Keras: Evaluate_generator produces wrong accuracy scores?

Created on 4 May 2017 · 33Comments · Source: keras-team/keras

Hello, I run a slightly modified version of the keras fine tuning examples which only fine tunes the top layers (with Keras 2.0.3/Tensorflow on Ubuntu with GPU). This looks like the following:

img_width, img_height = 150, 150
train_data_dir = 'data/train_s'
validation_data_dir = 'data/val_s'
nb_train_samples = 2000
nb_validation_samples = 800
epochs = 10
batch_size = 16

base_model = applications.VGG16(weights='imagenet', include_top=False, input_shape=(img_width, img_height, 3))

top_model = Sequential()
top_model.add(Flatten(input_shape=base_model.output_shape[1:]))
top_model.add(Dense(256, activation='relu'))
top_model.add(Dense(1, activation='sigmoid'))

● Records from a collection
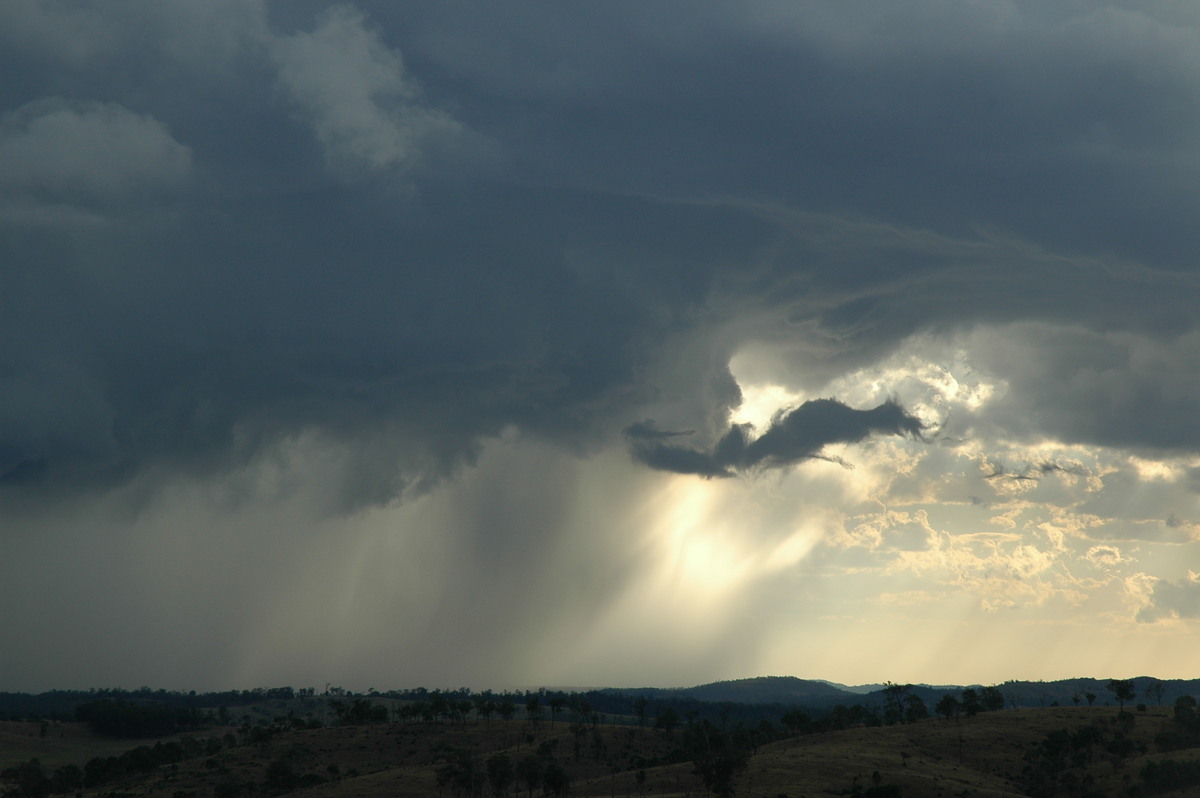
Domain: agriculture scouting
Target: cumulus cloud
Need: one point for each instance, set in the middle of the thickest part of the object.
(1171, 599)
(57, 150)
(257, 329)
(353, 90)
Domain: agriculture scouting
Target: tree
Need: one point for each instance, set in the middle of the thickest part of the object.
(667, 720)
(505, 708)
(893, 702)
(529, 772)
(1155, 691)
(915, 708)
(640, 711)
(717, 757)
(533, 708)
(1122, 689)
(555, 780)
(991, 699)
(971, 702)
(557, 703)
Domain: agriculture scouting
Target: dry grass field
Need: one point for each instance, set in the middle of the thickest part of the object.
(979, 757)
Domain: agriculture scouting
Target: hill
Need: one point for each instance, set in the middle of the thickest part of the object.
(1053, 751)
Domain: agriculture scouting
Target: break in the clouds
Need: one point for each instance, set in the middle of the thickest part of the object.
(329, 327)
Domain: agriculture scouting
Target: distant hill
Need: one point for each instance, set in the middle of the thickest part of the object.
(768, 689)
(817, 694)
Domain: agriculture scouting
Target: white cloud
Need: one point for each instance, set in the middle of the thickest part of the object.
(353, 90)
(67, 151)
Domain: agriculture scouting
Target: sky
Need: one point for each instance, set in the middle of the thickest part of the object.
(448, 343)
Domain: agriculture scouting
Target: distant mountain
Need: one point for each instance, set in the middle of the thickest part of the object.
(820, 694)
(768, 689)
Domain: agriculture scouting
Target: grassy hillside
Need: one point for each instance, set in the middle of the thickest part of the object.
(1053, 751)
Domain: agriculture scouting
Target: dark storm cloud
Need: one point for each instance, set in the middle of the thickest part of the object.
(412, 226)
(793, 436)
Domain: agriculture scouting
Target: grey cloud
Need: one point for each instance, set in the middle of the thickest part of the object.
(1173, 599)
(354, 90)
(543, 292)
(58, 150)
(793, 436)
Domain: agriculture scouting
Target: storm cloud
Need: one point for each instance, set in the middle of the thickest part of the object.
(793, 436)
(352, 303)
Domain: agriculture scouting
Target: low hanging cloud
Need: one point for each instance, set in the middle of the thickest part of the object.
(793, 436)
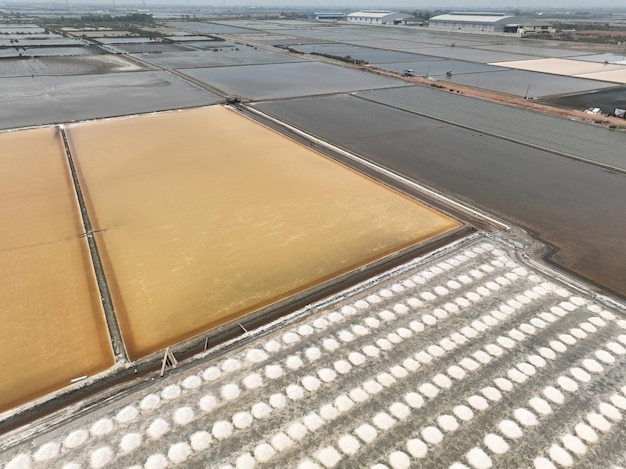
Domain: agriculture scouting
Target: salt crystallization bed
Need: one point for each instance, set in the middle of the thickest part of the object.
(53, 328)
(202, 216)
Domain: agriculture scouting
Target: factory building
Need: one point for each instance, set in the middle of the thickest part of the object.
(478, 22)
(379, 17)
(327, 16)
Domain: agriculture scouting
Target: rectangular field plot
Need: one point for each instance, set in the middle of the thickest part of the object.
(53, 328)
(207, 216)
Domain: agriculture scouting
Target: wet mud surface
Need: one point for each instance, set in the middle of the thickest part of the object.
(574, 206)
(52, 99)
(607, 100)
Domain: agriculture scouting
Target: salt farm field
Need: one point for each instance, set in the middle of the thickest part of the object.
(199, 226)
(53, 327)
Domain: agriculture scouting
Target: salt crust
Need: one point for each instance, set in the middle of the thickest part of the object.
(574, 444)
(610, 411)
(245, 461)
(510, 429)
(230, 365)
(348, 444)
(256, 355)
(417, 448)
(222, 429)
(327, 375)
(156, 461)
(296, 430)
(277, 401)
(102, 427)
(371, 351)
(478, 402)
(211, 373)
(294, 362)
(399, 460)
(398, 372)
(343, 403)
(456, 372)
(491, 393)
(372, 387)
(479, 459)
(553, 394)
(383, 421)
(429, 390)
(356, 358)
(200, 440)
(329, 456)
(101, 457)
(366, 432)
(230, 391)
(432, 435)
(253, 381)
(328, 412)
(586, 433)
(543, 463)
(330, 344)
(47, 451)
(179, 452)
(342, 366)
(127, 414)
(158, 428)
(414, 400)
(242, 419)
(311, 383)
(560, 456)
(447, 423)
(264, 452)
(463, 412)
(313, 421)
(308, 464)
(442, 381)
(75, 438)
(496, 443)
(567, 384)
(272, 346)
(281, 441)
(399, 410)
(358, 395)
(273, 371)
(525, 417)
(260, 410)
(183, 415)
(208, 403)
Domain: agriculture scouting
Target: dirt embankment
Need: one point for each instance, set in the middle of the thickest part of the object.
(510, 100)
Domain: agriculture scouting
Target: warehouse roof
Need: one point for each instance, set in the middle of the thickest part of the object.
(477, 17)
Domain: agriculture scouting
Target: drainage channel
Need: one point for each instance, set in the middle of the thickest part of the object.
(103, 286)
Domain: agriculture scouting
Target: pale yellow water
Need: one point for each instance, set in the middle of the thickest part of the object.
(52, 326)
(209, 215)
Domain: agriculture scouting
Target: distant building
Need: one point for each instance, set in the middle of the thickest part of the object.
(327, 16)
(534, 27)
(474, 21)
(379, 17)
(490, 22)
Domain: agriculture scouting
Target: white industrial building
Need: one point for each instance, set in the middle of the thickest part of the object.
(478, 22)
(379, 17)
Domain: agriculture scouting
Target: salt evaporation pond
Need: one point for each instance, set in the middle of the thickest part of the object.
(53, 328)
(199, 226)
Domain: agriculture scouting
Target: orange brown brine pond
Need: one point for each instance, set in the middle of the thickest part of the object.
(53, 328)
(207, 216)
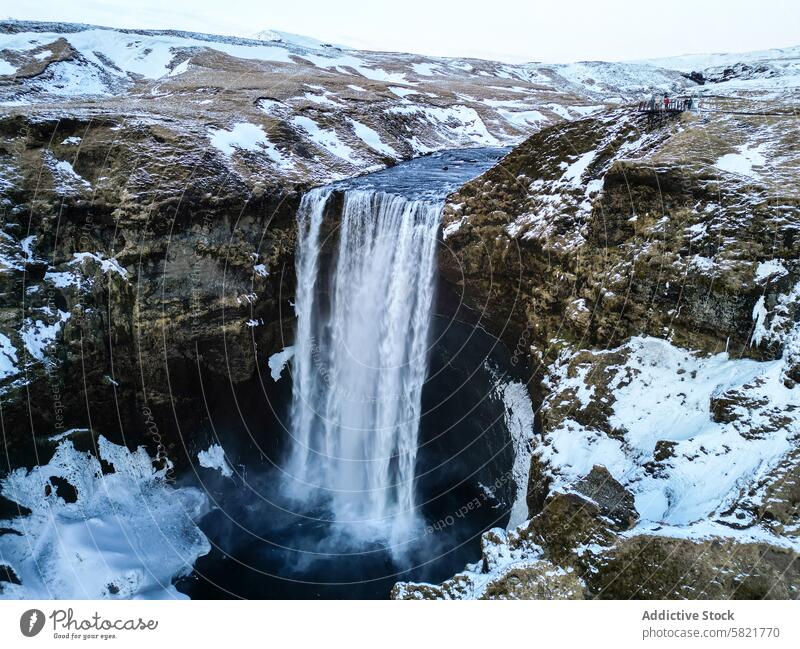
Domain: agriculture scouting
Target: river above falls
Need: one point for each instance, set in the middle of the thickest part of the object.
(447, 423)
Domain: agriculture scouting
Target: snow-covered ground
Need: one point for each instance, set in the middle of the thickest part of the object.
(93, 534)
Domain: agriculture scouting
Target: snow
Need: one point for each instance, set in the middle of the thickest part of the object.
(326, 139)
(8, 358)
(38, 336)
(214, 458)
(146, 55)
(128, 535)
(575, 171)
(519, 422)
(6, 68)
(503, 551)
(742, 163)
(457, 123)
(426, 69)
(759, 318)
(179, 69)
(66, 180)
(323, 100)
(772, 269)
(279, 360)
(372, 139)
(663, 393)
(247, 137)
(402, 92)
(110, 265)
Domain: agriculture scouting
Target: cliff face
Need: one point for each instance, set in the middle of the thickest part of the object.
(149, 182)
(135, 262)
(648, 276)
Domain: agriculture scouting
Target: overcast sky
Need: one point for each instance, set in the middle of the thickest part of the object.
(515, 31)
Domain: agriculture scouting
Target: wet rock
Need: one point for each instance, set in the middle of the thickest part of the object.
(614, 501)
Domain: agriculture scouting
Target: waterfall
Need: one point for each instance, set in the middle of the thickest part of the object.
(361, 359)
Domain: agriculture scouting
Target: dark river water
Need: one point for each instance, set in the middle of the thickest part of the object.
(264, 547)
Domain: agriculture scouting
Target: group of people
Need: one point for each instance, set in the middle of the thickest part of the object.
(652, 104)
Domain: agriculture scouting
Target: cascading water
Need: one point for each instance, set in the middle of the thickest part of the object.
(361, 359)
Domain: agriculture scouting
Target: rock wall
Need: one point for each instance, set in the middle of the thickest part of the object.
(148, 267)
(648, 275)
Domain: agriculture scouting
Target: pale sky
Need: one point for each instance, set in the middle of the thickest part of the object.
(506, 30)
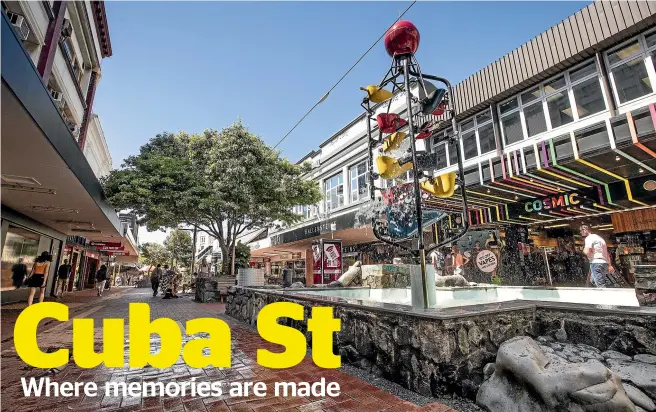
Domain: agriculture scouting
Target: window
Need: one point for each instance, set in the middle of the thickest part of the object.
(628, 68)
(478, 132)
(359, 176)
(334, 188)
(552, 105)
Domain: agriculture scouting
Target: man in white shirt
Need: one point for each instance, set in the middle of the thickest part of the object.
(602, 274)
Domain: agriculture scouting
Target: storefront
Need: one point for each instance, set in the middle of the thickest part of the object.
(24, 239)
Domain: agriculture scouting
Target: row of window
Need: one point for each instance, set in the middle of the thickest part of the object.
(559, 101)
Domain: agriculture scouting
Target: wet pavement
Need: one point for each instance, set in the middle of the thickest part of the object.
(356, 394)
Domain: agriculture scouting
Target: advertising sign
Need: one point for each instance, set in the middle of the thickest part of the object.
(326, 260)
(486, 261)
(107, 244)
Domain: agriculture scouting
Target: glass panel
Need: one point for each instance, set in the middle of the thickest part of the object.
(560, 111)
(554, 85)
(531, 95)
(469, 145)
(453, 154)
(486, 138)
(512, 128)
(508, 106)
(583, 71)
(467, 125)
(486, 116)
(535, 121)
(631, 80)
(650, 39)
(624, 53)
(441, 156)
(588, 98)
(19, 244)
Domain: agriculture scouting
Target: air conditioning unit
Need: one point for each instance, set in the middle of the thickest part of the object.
(20, 24)
(67, 28)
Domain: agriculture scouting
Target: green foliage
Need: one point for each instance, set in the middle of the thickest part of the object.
(153, 254)
(223, 182)
(180, 247)
(242, 255)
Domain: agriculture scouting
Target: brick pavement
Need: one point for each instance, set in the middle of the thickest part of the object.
(355, 393)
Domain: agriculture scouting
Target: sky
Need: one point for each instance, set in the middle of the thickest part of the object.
(202, 65)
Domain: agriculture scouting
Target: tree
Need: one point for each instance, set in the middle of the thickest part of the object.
(221, 182)
(153, 254)
(242, 255)
(180, 246)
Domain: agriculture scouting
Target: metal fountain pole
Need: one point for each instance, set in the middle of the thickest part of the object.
(417, 189)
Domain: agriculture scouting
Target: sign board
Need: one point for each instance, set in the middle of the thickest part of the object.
(110, 248)
(486, 261)
(326, 260)
(107, 244)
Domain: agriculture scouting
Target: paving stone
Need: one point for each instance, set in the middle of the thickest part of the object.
(356, 394)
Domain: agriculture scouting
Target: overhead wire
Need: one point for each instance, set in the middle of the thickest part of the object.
(325, 95)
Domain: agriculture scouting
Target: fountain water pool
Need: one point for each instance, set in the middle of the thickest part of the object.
(475, 295)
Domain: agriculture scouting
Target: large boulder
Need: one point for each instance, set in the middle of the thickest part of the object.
(526, 378)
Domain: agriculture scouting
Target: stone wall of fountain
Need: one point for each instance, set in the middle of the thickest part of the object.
(446, 351)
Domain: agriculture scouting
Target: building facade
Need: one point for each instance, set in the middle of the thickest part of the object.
(51, 197)
(555, 133)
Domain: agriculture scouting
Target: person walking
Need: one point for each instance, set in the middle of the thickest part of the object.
(155, 278)
(166, 282)
(18, 273)
(601, 274)
(38, 276)
(63, 273)
(101, 279)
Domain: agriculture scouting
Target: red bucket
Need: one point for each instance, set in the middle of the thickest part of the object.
(390, 122)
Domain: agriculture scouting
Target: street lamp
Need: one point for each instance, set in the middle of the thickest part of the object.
(401, 43)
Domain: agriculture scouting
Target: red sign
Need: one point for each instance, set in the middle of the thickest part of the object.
(111, 248)
(118, 253)
(107, 244)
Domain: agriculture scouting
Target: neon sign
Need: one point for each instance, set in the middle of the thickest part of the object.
(552, 202)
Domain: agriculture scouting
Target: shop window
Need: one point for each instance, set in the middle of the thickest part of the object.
(498, 169)
(19, 243)
(440, 149)
(628, 69)
(469, 145)
(588, 97)
(334, 189)
(621, 130)
(486, 138)
(563, 148)
(592, 138)
(529, 158)
(359, 176)
(535, 121)
(485, 170)
(472, 176)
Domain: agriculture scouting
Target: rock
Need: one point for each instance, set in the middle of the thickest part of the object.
(642, 375)
(561, 335)
(488, 370)
(639, 398)
(527, 379)
(612, 354)
(645, 358)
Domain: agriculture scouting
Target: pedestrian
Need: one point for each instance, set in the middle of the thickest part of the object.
(63, 273)
(166, 282)
(175, 283)
(101, 279)
(38, 276)
(18, 273)
(155, 278)
(287, 276)
(602, 274)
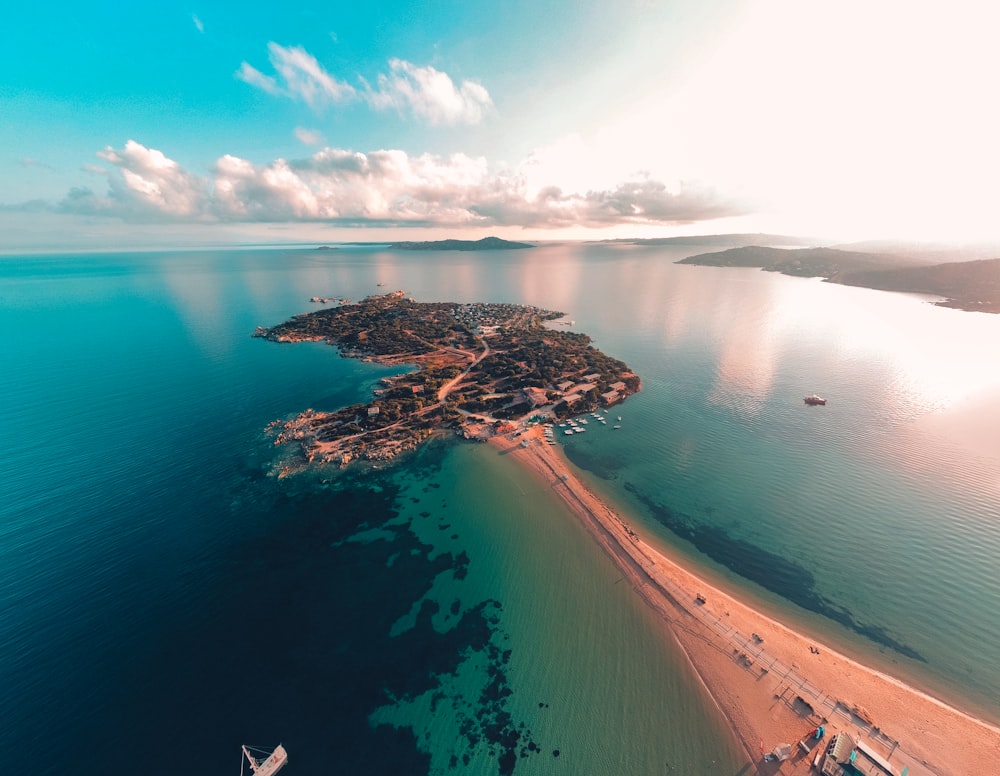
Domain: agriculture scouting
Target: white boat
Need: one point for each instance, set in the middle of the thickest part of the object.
(272, 763)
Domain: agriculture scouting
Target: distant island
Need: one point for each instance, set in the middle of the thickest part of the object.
(486, 244)
(964, 285)
(482, 368)
(755, 238)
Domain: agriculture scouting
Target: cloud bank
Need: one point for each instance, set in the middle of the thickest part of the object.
(424, 93)
(378, 188)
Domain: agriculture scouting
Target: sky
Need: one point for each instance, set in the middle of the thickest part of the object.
(214, 122)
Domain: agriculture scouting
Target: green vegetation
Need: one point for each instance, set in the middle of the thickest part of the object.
(965, 285)
(497, 362)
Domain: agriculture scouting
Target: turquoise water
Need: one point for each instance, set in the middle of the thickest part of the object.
(160, 588)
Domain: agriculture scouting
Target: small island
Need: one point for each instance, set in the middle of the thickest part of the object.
(965, 285)
(486, 244)
(481, 369)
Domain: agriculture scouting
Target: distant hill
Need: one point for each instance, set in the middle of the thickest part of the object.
(965, 285)
(486, 244)
(829, 263)
(757, 238)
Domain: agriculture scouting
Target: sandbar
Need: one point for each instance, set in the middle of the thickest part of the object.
(774, 685)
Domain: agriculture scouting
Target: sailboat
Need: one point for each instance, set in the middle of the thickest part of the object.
(272, 763)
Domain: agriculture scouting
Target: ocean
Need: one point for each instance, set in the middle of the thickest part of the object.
(165, 598)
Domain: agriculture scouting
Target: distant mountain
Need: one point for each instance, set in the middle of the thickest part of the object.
(965, 285)
(938, 253)
(486, 244)
(723, 239)
(827, 263)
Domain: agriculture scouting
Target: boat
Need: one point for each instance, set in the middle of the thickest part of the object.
(272, 763)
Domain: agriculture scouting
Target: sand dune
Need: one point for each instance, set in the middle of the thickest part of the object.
(774, 685)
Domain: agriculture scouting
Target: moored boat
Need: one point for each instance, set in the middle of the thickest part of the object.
(272, 763)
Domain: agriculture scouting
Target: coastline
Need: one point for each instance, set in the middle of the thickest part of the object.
(772, 684)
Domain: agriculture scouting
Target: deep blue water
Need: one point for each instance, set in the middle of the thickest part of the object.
(162, 599)
(165, 598)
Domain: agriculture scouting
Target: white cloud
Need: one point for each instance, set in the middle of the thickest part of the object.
(430, 95)
(301, 77)
(308, 136)
(425, 93)
(385, 187)
(251, 75)
(144, 185)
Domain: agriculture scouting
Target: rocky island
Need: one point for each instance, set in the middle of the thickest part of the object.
(964, 285)
(486, 244)
(481, 369)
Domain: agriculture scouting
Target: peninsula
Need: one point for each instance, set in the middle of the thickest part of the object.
(964, 285)
(489, 371)
(480, 368)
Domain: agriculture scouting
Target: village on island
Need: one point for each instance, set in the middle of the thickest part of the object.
(511, 374)
(482, 369)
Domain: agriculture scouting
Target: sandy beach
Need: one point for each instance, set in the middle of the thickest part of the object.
(774, 685)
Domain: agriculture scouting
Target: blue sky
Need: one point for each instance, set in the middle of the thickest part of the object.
(206, 122)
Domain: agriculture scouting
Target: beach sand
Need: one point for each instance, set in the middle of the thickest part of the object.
(774, 685)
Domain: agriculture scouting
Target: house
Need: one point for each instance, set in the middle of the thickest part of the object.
(535, 396)
(847, 757)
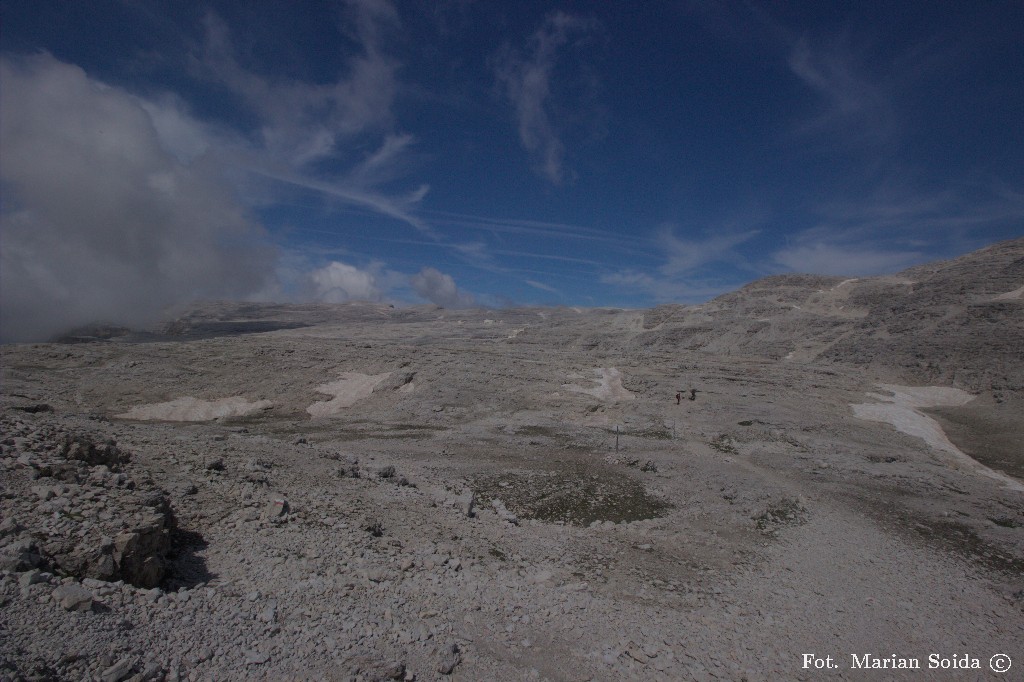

● What is being asked
Resume the Keras evaluate_generator post after its last line of code.

● Exercise output
model = Model(inputs=base_model.input, outputs=top_model(base_model.output))
model.compile(loss='binary_crossentropy', optimizer=optimizers.SGD(lr=1e-4, momentum=0.9),
              metrics=['accuracy'])

train_datagen = ImageDataGenerator(
    rescale=1. / 255,
    shear_range=0.2,
    zoom_range=0.2,
    horizontal_flip=True)

test_datagen = ImageDataGenerator(rescale=1. / 255)

train_generator = train_datagen.flow_from_directory(
    train_data_dir,
    target_size=(img_height, img_width),
    batch_size=batch_size,
    class_mode='binary')

validation_generator = test_datagen.flow_from_directory(
    validation_data_dir,
    target_size=(img_height, img_width),
    batch_size=batch_size,
    class_mode='binary', shuffle=False)

model.fit_generator(
    train_generator,
    steps_per_epoch=nb_train_samples // batch_size,
    epochs=epochs,
    validation_data=validation_generator,
    validation_steps=nb_validation_samples // batch_size,
    verbose=2, workers=12)

score = model.evaluate_generator(validation_generator, nb_validation_samples/batch_size, workers=12)

scores = model.predict_generator(validation_generator, nb_validation_samples/batch_size, workers=12)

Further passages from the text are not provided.